• [Written request A] Please turn the rows, from the line containing "For every instance of the green shirt" through the end of the rows, into a Markdown table with two columns, Number and Entry, giving each line its number and text and leaving out blank lines.

• [Passage to read]
┄┄┄┄┄┄┄┄┄┄┄┄┄┄┄┄┄┄┄┄

FIG. 3 is a flow diagram of one embodiment of a process for setting up audio clip/fingerprint database 104 (step 202 of FIG. 2). Referring to FIG. 3, the process begins at processing block 302 where audio clip/fingerprint database 104 is populated with audio clips. Step 302 is optional since it may not be desirable to store audio clips in audio clip/fingerprint database 104 due to limited storage/resources.

At processing block 304, for an audio clip in audio clip/fingerprint database 104, process the audio clip with audio fingerprint generator 102 to extract an audio fingerprint. The audio fingerprint is then stored in database 104.

At processing block 306, the audio fingerprint is used to label the audio clip. The label is then stored in database 104. At processing block 308, the label is linked to catalogue information (or metadata) about the audio clip. At decision block 310, if there is another audio clip to be processed in database 104, then the process continues back at processing block 304. Otherwise, the process in FIG. 3 ends at this point.

FIG. 4 is a flow diagram of one embodiment of a process for generating an audio fingerprint. Referring to FIG. 4, the process begins at processing block 402 where audio fingerprint generator 102 receives an audio clip or audio signal. In processing block 404 (or PREP stage), the audio signal is down-sampled (averaged) into a mono audio stream for processing. In an embodiment of the invention, the most relevant spectral range for the human auditory system (HAS) is 300 Hz-2 kHz. This means that five samples per second (2× Nyquist limit) will suffice for fingerprinting, where the goal is not to render the audio but rather to capture the summary of the audio object. Audio that needs to be rendered typically has a rate of 44.1 or 48 kHz. Thus, in an embodiment, the audio signal with a sample rate of 44.1 or 48 kHz is down-sampled to a mono audio stream with a sampling rate of 5 kHz. Thus, the following formula may be utilized by the present invention:
44.1/48 kHz→5 kHz (mono).

┄┄┄┄┄┄┄┄┄┄┄┄┄┄┄┄┄┄┄┄

• [Records shown]
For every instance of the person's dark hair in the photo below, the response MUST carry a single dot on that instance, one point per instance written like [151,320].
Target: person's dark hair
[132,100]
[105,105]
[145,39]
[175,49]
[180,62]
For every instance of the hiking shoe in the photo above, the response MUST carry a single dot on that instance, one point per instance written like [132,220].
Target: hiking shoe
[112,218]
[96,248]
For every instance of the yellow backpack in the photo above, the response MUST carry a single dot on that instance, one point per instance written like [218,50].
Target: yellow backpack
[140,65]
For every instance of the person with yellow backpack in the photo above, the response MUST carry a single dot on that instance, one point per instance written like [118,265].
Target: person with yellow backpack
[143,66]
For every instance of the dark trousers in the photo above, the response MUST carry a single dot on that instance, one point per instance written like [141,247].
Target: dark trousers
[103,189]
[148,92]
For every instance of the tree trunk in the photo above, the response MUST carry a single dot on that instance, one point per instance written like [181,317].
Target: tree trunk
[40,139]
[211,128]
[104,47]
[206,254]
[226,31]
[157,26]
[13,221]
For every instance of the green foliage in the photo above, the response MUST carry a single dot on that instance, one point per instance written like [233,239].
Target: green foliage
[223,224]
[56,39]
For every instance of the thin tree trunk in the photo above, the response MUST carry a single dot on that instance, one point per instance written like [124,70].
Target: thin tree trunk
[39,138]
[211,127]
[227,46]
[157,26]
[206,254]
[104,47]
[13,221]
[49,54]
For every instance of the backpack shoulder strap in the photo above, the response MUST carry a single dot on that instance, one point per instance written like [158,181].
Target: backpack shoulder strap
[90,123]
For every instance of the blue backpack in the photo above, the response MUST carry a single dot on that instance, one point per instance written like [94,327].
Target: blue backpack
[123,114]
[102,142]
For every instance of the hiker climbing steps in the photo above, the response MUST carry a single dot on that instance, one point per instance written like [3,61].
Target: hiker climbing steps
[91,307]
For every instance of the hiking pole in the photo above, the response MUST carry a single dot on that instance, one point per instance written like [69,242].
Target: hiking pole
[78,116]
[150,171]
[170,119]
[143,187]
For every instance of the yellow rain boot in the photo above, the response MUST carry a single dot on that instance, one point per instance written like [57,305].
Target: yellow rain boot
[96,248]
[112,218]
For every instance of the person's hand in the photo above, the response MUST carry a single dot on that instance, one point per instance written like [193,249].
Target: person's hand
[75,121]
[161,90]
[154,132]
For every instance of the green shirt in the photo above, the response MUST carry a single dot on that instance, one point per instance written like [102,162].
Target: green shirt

┄┄┄┄┄┄┄┄┄┄┄┄┄┄┄┄┄┄┄┄

• [Written request B] Write the next part of the audio fingerprinting passage, picking up right after its last line.

• [Reply A]
| Number | Entry |
|---|---|
| 1 | For every instance of the green shirt in the photo above, the response MUST carry a single dot on that instance, one point per instance written like [102,162]. |
| 2 | Target: green shirt |

• [Reply B]
In processing block 406 (or SPOC stage), the down-sampled audio signal is processed by generating frequency domain coefficients by first segmenting the signal into frames and then doing inverse discrete cosine transform to capture important properties of the signal. In an embodiment of the invention, sixteen bit samples are taken to generate the frequency coefficients since important perceptual audio features live in the frequency domain. The sixteen samples are grouped into frames such that each audio frame has 512 samples. Thus, there are (5*1024/512) frames per second. The goal is to extract the frequency response of 32 band pass filters. In an embodiment, this computation is mapped to 1 D discrete cosine transform in order to re-use the co-processing facilities in the chip. Thus, the following formula may be utilized by the present invention:
s(i)=Σk cos [Π/64(2i+1)(k−16)]y(k), k=0 . . . 63, i=0 . . . 31,
where 64y(k) samples are derived from 32 input audio samples after some windowing, shift and add operations.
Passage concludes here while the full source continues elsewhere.